CHALLENGE:
Beneath this task is a listing; retype all of it exactly.

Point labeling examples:
━━━━━━━━━━
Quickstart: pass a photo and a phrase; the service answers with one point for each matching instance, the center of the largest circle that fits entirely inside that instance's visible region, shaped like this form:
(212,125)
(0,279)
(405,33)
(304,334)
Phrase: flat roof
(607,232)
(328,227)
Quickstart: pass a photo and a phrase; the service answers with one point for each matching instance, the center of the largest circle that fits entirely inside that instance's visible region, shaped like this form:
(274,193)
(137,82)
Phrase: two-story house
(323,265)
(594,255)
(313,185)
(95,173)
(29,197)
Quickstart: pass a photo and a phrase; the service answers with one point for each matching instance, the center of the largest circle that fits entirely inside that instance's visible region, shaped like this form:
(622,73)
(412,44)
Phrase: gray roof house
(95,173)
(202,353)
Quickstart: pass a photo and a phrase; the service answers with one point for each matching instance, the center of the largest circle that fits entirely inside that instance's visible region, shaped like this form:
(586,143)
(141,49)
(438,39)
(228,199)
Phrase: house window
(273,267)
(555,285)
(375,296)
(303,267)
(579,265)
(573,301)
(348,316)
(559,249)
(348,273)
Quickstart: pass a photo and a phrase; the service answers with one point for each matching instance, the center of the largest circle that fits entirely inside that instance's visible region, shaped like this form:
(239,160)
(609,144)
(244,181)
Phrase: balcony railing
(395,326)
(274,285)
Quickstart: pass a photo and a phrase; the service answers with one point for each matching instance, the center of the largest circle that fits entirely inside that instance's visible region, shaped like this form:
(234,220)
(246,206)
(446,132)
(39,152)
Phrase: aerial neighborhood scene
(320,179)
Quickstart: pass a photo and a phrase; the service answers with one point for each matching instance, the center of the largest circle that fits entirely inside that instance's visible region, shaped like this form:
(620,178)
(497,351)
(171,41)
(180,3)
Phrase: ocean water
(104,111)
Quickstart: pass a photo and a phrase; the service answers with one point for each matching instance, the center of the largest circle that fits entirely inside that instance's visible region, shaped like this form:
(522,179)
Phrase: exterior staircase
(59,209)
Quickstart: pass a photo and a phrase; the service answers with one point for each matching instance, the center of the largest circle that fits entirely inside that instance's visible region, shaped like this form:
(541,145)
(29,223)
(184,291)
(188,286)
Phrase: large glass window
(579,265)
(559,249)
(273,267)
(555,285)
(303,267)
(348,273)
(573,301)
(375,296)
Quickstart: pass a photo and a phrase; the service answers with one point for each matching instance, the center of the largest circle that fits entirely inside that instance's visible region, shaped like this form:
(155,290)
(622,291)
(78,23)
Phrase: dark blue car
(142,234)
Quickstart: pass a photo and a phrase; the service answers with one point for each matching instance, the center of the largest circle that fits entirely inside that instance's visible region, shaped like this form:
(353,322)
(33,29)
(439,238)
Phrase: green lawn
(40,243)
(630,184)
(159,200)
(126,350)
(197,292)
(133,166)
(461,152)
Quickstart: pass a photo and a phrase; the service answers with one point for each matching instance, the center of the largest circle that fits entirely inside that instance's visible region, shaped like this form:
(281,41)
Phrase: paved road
━━━━━━━━━━
REPLY:
Quickstart: pass a photo and a phrase; the service answers with one point for each matching instance, the center of the largest circle that fits entirely inside that instance's visible region, shaped like this form:
(212,125)
(0,279)
(405,33)
(304,334)
Phrase: flat roof
(607,232)
(328,227)
Quickstart: pass a photo and a phrase; the service answers with one point for each matching instance, the center of the largest circle that fits entirely inside that instance's visible region, shaped like this form:
(274,193)
(137,82)
Phrase: two-story house
(323,265)
(594,255)
(313,185)
(95,173)
(29,197)
Quickstart: pass a photo and a phrase; the service answers with one point for each matching instance, the center of the largest circle that fits entirely inside that instance's visible region, shaped like this form:
(622,73)
(412,44)
Phrase: gray roof house
(95,173)
(202,353)
Quickstart: pass a photo and a phrase; the service answers with one point for each matching instance, the center of the largest circle that fits entirely inside that instance's visible region, shaped like this form:
(586,143)
(141,49)
(438,39)
(228,199)
Phrase: house window
(273,267)
(555,285)
(375,296)
(303,267)
(579,265)
(573,301)
(348,316)
(559,249)
(348,273)
Quickstart: pass a photo and a phrase; the service answers with one point for each matching instance, the center of the largest circle that fits entirely inside that instance's visible region, shaped like this form:
(239,160)
(609,144)
(244,181)
Phrase: balcony railing
(395,326)
(274,285)
Quickstart: pass a photo and a phrase; the service answers with one point for each matching instance, the center of the largest circle that fits entirely inside that instance's visible region, shaped like this form:
(234,220)
(246,206)
(446,132)
(39,152)
Phrase: aerial neighborhood scene
(320,179)
Quickstart: pass a photo and a phrase; the service answers with one point for each matching instance, the center of the largest circle that fits entirely inside that instance's visible region, shaped like this form:
(620,178)
(497,351)
(171,41)
(180,3)
Phrase: ocean water
(104,111)
Quickstart: pass a photo and a phrase; the service answers with one point for each matching instance, the center of the largest circle that fits entirely inside that instance's visible region, shaped like this form:
(522,179)
Phrase: exterior staircase
(59,209)
Quickstart: pass a photo and a phrase; the service answers with one point for each matching instance, the center of the largest circle that fits entirely inside that instance's visible region, shaped like this form:
(541,145)
(29,223)
(184,291)
(188,286)
Phrase: large glass window
(579,265)
(559,249)
(273,267)
(555,285)
(303,267)
(348,273)
(573,301)
(375,296)
Quickstart: pass a photo and a phrase; the service answers with one point for each matching instance, the center of the largest circle that fits entirely inside that instance's visible region, shaped like this form:
(155,290)
(622,291)
(78,23)
Phrase: dark blue car
(142,234)
Quickstart: pass a photo and a phrase; the service answers with one point for each matching instance, the center of the largest circle that fits entirely inside that instance's visible region, shaped like this form:
(353,322)
(33,29)
(439,238)
Phrase: green lawn
(40,243)
(630,184)
(159,200)
(126,350)
(197,292)
(133,166)
(461,152)
Quickstart: pass a photo and a phrase; the service answers with one point for each matching instance, the center of the largest circle that fits entirely inside that instance's visible region, shaped like this form:
(281,41)
Phrase: paved road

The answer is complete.